== WORK INSTRUCTIONS ==
Answer these questions using the Valentine's Day text below.
1. Which birthday does the text say can bring new scrutiny with each passing Valentine's Day?
2. What three dating methods does the text list as a "sprinkling" alongside happenstance?
3. Which relatives does the text name as asking whether someone is "the one"?

== SELECTED EXTRACT ==
When the calendar flips to February and the stores begin to fill with pink and red, Valentine’s Day is clearly on the horizon. Possibly you actually have a potential Valentine in your life this year. A True-Blue love. Or, possibly not. Either way, the telltale signs of Valentine’s Day may cause you to assess where you stand in the area of relationships. Where have you been? What are you hoping for in the future?
For many women, the 30th birthday can herald a new level of scrutiny with each passing Valentine’s Day. Up until this point you may have been putting more time and energy towards your career. You and your friends frolicked about town, passing weekend after weekend, taking it as it was. You had plenty of time. You may have happily joined in the “Hallmark Holiday” jabs or “Un-Valentine” events in the past. But after 30, these events often start to be not quite as fun or funny.
You probably have had a few special friends along the way. Possibly you’ve had a few longer relationships that fizzled, for lack of real staying power. However, for whatever reason, you have arrived at 30 and are still single. Operating by happenstance - with a sprinkling of set-ups, speed dating and dating apps - you have not found your “true love.” Some anxiety about whether this is actually going to happen may creep in. The proverbial clock is ticking.
If you’re dating someone, your mother, your aunt, your cousin – it seems like everyone – is asking: Is this “the one”? Are you guys going to get engaged? The casual dating of the past is fading. There’s a feeling of pressure.

== SOURCE DATA ==
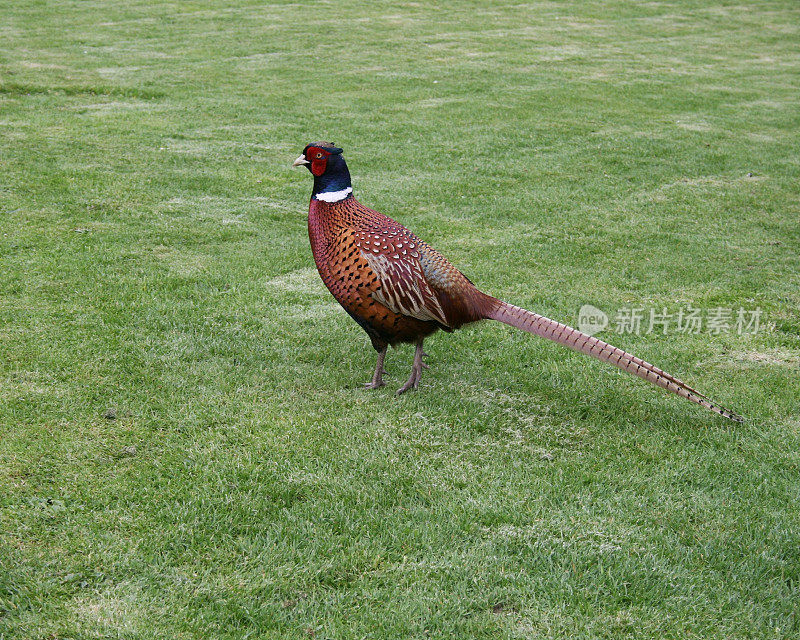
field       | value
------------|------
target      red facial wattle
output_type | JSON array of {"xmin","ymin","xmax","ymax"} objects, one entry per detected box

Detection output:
[{"xmin": 306, "ymin": 147, "xmax": 330, "ymax": 177}]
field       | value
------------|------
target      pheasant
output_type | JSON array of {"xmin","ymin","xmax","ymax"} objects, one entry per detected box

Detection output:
[{"xmin": 292, "ymin": 142, "xmax": 743, "ymax": 422}]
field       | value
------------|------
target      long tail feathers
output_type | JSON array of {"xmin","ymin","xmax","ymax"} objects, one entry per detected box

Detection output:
[{"xmin": 487, "ymin": 300, "xmax": 744, "ymax": 422}]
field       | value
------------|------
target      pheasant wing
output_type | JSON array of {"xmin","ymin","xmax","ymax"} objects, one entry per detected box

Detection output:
[{"xmin": 358, "ymin": 232, "xmax": 450, "ymax": 327}]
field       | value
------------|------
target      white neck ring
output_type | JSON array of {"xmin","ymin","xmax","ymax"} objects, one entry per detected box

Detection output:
[{"xmin": 314, "ymin": 187, "xmax": 353, "ymax": 202}]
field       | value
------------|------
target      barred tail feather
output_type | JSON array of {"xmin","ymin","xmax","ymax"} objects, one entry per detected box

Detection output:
[{"xmin": 487, "ymin": 300, "xmax": 744, "ymax": 422}]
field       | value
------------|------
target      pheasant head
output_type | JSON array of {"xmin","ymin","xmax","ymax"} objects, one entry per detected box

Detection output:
[{"xmin": 292, "ymin": 142, "xmax": 353, "ymax": 202}]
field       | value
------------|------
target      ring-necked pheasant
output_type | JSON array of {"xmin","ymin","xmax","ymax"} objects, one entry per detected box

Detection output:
[{"xmin": 292, "ymin": 142, "xmax": 742, "ymax": 422}]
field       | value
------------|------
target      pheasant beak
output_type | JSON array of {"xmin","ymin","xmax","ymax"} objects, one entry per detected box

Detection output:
[{"xmin": 292, "ymin": 154, "xmax": 311, "ymax": 167}]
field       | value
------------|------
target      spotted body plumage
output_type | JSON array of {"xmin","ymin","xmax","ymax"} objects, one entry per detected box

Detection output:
[{"xmin": 294, "ymin": 142, "xmax": 742, "ymax": 421}]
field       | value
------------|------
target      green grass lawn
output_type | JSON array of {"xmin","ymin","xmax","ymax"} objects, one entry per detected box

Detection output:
[{"xmin": 0, "ymin": 0, "xmax": 800, "ymax": 640}]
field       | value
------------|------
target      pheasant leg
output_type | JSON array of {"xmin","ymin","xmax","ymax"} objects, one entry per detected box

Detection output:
[
  {"xmin": 364, "ymin": 347, "xmax": 388, "ymax": 389},
  {"xmin": 397, "ymin": 338, "xmax": 427, "ymax": 396}
]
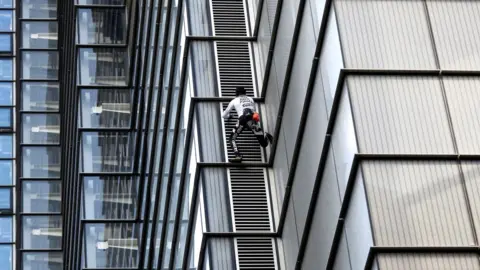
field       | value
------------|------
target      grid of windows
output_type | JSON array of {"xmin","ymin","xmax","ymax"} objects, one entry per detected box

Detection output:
[{"xmin": 17, "ymin": 0, "xmax": 63, "ymax": 270}]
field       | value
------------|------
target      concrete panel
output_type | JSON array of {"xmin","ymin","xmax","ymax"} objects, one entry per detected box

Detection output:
[
  {"xmin": 427, "ymin": 0, "xmax": 480, "ymax": 70},
  {"xmin": 362, "ymin": 161, "xmax": 475, "ymax": 246},
  {"xmin": 335, "ymin": 0, "xmax": 436, "ymax": 69},
  {"xmin": 348, "ymin": 76, "xmax": 455, "ymax": 154}
]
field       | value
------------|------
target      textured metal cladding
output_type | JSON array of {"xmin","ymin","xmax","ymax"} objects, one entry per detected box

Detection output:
[
  {"xmin": 443, "ymin": 77, "xmax": 480, "ymax": 154},
  {"xmin": 348, "ymin": 76, "xmax": 455, "ymax": 154},
  {"xmin": 335, "ymin": 0, "xmax": 435, "ymax": 69},
  {"xmin": 377, "ymin": 253, "xmax": 480, "ymax": 270},
  {"xmin": 362, "ymin": 161, "xmax": 475, "ymax": 247},
  {"xmin": 427, "ymin": 0, "xmax": 480, "ymax": 70}
]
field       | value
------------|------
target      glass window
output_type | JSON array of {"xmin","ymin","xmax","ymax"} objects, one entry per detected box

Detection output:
[
  {"xmin": 0, "ymin": 188, "xmax": 12, "ymax": 212},
  {"xmin": 0, "ymin": 34, "xmax": 12, "ymax": 52},
  {"xmin": 0, "ymin": 108, "xmax": 12, "ymax": 128},
  {"xmin": 22, "ymin": 146, "xmax": 60, "ymax": 178},
  {"xmin": 78, "ymin": 48, "xmax": 128, "ymax": 86},
  {"xmin": 0, "ymin": 10, "xmax": 13, "ymax": 32},
  {"xmin": 22, "ymin": 22, "xmax": 58, "ymax": 49},
  {"xmin": 22, "ymin": 252, "xmax": 63, "ymax": 270},
  {"xmin": 22, "ymin": 216, "xmax": 62, "ymax": 249},
  {"xmin": 22, "ymin": 0, "xmax": 57, "ymax": 19},
  {"xmin": 82, "ymin": 132, "xmax": 134, "ymax": 172},
  {"xmin": 82, "ymin": 176, "xmax": 138, "ymax": 219},
  {"xmin": 81, "ymin": 89, "xmax": 132, "ymax": 127},
  {"xmin": 0, "ymin": 82, "xmax": 13, "ymax": 105},
  {"xmin": 83, "ymin": 223, "xmax": 141, "ymax": 268},
  {"xmin": 22, "ymin": 51, "xmax": 58, "ymax": 80},
  {"xmin": 22, "ymin": 114, "xmax": 60, "ymax": 144},
  {"xmin": 0, "ymin": 160, "xmax": 13, "ymax": 186},
  {"xmin": 77, "ymin": 8, "xmax": 127, "ymax": 44},
  {"xmin": 22, "ymin": 180, "xmax": 62, "ymax": 213},
  {"xmin": 0, "ymin": 58, "xmax": 13, "ymax": 81},
  {"xmin": 0, "ymin": 134, "xmax": 13, "ymax": 158},
  {"xmin": 0, "ymin": 217, "xmax": 14, "ymax": 243},
  {"xmin": 0, "ymin": 245, "xmax": 13, "ymax": 270},
  {"xmin": 22, "ymin": 82, "xmax": 60, "ymax": 111}
]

== REPLY ==
1. The 30th birthday.
2. Set-ups, speed dating and dating apps.
3. Your mother, your aunt and your cousin.